**WORK REQUEST:** All of the records should be given back exactly and in full.

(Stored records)
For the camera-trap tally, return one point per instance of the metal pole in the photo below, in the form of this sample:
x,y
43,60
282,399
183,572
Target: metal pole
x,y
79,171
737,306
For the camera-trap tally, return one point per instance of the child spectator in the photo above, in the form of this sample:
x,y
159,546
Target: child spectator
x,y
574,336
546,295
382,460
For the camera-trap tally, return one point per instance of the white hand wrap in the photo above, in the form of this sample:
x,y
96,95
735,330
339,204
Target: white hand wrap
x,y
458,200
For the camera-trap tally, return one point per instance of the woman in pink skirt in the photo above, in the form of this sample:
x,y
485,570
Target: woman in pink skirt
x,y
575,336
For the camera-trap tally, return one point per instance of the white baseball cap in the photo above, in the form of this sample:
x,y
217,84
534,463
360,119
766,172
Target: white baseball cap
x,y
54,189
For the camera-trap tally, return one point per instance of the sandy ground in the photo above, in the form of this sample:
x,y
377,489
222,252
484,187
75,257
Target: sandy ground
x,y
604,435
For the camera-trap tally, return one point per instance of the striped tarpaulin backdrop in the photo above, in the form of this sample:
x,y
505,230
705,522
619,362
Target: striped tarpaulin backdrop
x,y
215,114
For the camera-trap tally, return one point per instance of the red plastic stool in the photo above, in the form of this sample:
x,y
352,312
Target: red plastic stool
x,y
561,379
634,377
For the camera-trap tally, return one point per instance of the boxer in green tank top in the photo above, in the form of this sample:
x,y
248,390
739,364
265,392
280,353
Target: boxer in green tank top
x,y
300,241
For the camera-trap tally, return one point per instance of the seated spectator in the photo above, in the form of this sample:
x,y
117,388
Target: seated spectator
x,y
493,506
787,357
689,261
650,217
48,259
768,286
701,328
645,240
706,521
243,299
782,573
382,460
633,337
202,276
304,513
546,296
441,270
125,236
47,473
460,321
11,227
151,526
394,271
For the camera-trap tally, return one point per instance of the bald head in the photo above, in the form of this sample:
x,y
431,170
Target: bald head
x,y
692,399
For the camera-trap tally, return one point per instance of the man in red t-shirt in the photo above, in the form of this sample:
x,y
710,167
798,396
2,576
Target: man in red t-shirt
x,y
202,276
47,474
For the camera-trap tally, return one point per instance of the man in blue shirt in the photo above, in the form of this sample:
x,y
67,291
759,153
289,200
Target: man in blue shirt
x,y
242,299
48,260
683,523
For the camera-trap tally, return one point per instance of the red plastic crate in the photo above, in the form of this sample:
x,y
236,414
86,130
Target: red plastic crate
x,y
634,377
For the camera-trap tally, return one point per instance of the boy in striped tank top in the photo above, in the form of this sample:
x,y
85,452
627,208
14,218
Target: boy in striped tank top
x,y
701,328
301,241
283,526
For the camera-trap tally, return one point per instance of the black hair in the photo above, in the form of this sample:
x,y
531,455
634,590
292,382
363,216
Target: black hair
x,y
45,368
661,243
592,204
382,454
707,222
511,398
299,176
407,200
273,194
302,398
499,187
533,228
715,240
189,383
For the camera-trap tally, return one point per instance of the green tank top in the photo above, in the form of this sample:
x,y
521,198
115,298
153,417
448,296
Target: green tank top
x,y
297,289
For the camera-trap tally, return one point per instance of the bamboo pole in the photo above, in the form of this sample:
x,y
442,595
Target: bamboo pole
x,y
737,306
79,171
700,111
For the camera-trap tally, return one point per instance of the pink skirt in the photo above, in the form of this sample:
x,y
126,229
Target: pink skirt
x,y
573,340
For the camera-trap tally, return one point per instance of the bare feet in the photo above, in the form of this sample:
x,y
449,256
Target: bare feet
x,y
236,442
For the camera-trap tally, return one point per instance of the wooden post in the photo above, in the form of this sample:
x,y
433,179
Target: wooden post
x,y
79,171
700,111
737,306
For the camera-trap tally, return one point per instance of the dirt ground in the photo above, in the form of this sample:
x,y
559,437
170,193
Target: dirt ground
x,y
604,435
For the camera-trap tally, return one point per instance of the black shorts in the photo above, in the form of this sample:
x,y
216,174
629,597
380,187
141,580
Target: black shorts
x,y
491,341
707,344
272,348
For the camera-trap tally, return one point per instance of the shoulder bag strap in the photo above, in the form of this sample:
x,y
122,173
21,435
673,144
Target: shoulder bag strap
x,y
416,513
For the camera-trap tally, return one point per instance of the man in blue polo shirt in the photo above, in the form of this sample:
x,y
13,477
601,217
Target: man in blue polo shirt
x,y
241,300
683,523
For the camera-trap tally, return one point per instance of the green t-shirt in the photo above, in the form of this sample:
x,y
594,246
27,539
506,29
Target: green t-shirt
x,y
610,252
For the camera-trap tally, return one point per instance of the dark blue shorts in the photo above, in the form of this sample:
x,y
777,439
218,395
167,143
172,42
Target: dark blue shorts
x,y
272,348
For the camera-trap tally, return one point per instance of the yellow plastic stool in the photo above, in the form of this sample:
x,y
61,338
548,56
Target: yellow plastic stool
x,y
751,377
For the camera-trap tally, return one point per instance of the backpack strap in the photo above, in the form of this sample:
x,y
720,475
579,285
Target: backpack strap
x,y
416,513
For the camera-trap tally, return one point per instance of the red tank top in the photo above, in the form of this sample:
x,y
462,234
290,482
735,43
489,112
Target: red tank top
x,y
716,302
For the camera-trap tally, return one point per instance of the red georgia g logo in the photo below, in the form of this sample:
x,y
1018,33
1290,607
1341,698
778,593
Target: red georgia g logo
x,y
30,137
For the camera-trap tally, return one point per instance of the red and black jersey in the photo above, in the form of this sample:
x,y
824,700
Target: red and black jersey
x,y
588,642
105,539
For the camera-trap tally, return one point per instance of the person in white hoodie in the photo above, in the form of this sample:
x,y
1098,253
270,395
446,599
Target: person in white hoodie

**RESULT OF THE EXERCISE:**
For the camera-trap tally, return one point per instance of the metal pole in the photo below, in the form of this sample:
x,y
43,60
282,399
183,572
Target: metal pole
x,y
79,171
737,306
For the camera-trap tally, return one point per instance of the child spectator in the photo above, in the form of this sample:
x,y
159,546
Target: child spectator
x,y
574,336
546,295
382,460
For the camera-trap tally, return one point per instance of the white hand wrap in the photo above, in the form of this sample:
x,y
96,95
735,330
339,204
Target: white hand wrap
x,y
458,200
For the camera-trap tally, return one point per instance of the woman in pink skirt in the photo above, in the form of this sample:
x,y
485,570
Target: woman in pink skirt
x,y
575,336
For the camera-trap tally, return one point per instance of the white baseball cap in the photo above, in the form of this sample:
x,y
217,84
534,463
360,119
766,172
Target: white baseball cap
x,y
54,189
For the camera-trap tally, return one point per instance of the sandy ground in the photo above, in the form of this sample:
x,y
377,489
222,252
484,187
75,257
Target: sandy ground
x,y
604,435
For the camera-trap tally, return one point per instance of the striped tarpaulin backdrop in the photo above, in the form of this sample:
x,y
505,230
705,522
619,362
Target: striped tarpaulin backdrop
x,y
215,114
For the camera-trap tally, return one point per instance of the red plastic stool in the photo above, in the form of this sample:
x,y
352,312
Target: red plastic stool
x,y
561,379
634,377
For the camera-trap tally, return one point per instance of the boxer in green tank top in the photo above, in the form of this sample:
x,y
248,390
739,364
265,392
280,353
Target: boxer in green tank top
x,y
300,241
For the camera-trap tally, return one point per instance of the seated spectator in the photo above, in the form of this sample:
x,y
117,388
Target: seated spectator
x,y
493,506
787,357
689,261
650,217
48,259
768,286
701,328
645,240
706,521
243,299
782,573
382,460
633,337
202,276
304,513
546,296
441,270
125,236
47,473
460,321
11,227
151,526
394,271
For the camera-trap tally, return one point per instance of the bald head in the photo above, in the form of this sample:
x,y
431,170
Target: bald head
x,y
692,399
For the camera-trap tally, return one point per instance of the man in red t-shirt in the photo above, in the form of this sample:
x,y
710,167
798,396
2,576
Target: man in red t-shirt
x,y
202,276
47,474
For the camera-trap tally, return one point per instance of the man in blue shirt in the photo above, in the form of this sample:
x,y
67,291
759,153
289,200
Target: man in blue shirt
x,y
242,299
48,260
683,523
For the camera-trap tally, return one point per instance of the red plastic crate in the photo above, in the form of this sample:
x,y
236,414
86,130
Target: red plastic crate
x,y
634,377
For the camera-trap tally, return one point per instance of the boy in striped tank top in the photo above, in the form of this sample:
x,y
85,452
627,208
14,218
Target: boy in striped tank top
x,y
701,328
301,241
283,526
For the camera-trap tally, return one point per instance of the black hair in the photo above, in the form of this sample:
x,y
531,455
634,590
292,382
363,216
Target: black hair
x,y
45,368
661,243
592,204
382,454
707,222
511,398
299,176
407,200
273,194
302,398
499,187
533,228
715,240
189,383
For the camera-trap tally, return one point per instance of the green tank top in the photo above, in the form of this sample:
x,y
521,198
115,298
153,417
448,296
Target: green tank top
x,y
297,289
For the camera-trap tally, return one point per instance of the bamboo pole in the photo above, in the form of this sample:
x,y
442,595
Target: bamboo pole
x,y
737,306
79,171
700,111
For the camera-trap tally, return one point per instance of the pink skirt in the photo above, in the form of this sample:
x,y
126,229
Target: pink skirt
x,y
573,340
For the camera-trap tally, return one point per instance of the bare feet in the photo above, in the form of this sample:
x,y
449,256
Target: bare feet
x,y
236,442
For the camera-trap tally, return one point per instance of the wooden post in the photo above, in the form of this sample:
x,y
433,179
Target: wooden post
x,y
79,171
700,111
737,306
For the camera-trap tally, return one point per instance of the dirt ground in the photo above, in the form of this sample:
x,y
559,437
170,193
Target: dirt ground
x,y
604,435
For the camera-trap tally, return one point per instance of the black shorts in the photo above, in the form of this sample:
x,y
216,174
629,597
380,187
141,580
Target: black shorts
x,y
491,341
707,344
272,348
For the camera-trap tally, return one point per instance of the shoulder bag strap in the photo above, in the form of this sample:
x,y
122,173
21,435
673,144
Target: shoulder bag strap
x,y
416,513
For the camera-trap tally, return one point per instance of the man in blue polo shirt in the photo above, in the form of this sample:
x,y
13,477
601,217
Target: man in blue polo shirt
x,y
241,300
683,523
For the camera-trap tally, return one point per instance of the green t-shirt in the photo above, in the form of this sample:
x,y
594,246
27,539
506,29
Target: green t-shirt
x,y
610,252
For the camera-trap tally, return one point per instance of the dark blue shorts in the photo above, in the form of this sample:
x,y
777,439
218,395
167,143
172,42
Target: dark blue shorts
x,y
272,348
For the camera-trap tally, return one point per instance of the yellow plastic stool in the photo above, in the form of this sample:
x,y
61,338
548,56
Target: yellow plastic stool
x,y
751,377
For the camera-trap tally, return one point per instance of the backpack strap in the photo above, in the form of this sample:
x,y
720,475
579,285
Target: backpack strap
x,y
416,513
For the camera-trap tally, return one point per instance of the red tank top in the photo above, in the form of this sample:
x,y
462,234
290,482
735,43
489,112
Target: red tank top
x,y
716,302
For the camera-trap tally, return one point per instance of the red georgia g logo in the photo below, in the form of this sample:
x,y
1018,33
1290,607
1341,698
778,593
Target: red georgia g logo
x,y
30,137
For the camera-trap tally, return one point per instance of the red and black jersey in the photo above, in the form of this sample:
x,y
824,700
Target: red and black jersey
x,y
588,642
105,539
For the camera-trap tally, return one point per instance of the person in white hoodie in the photo above, in the form of this sample:
x,y
1098,253
270,395
446,599
Target: person in white hoodie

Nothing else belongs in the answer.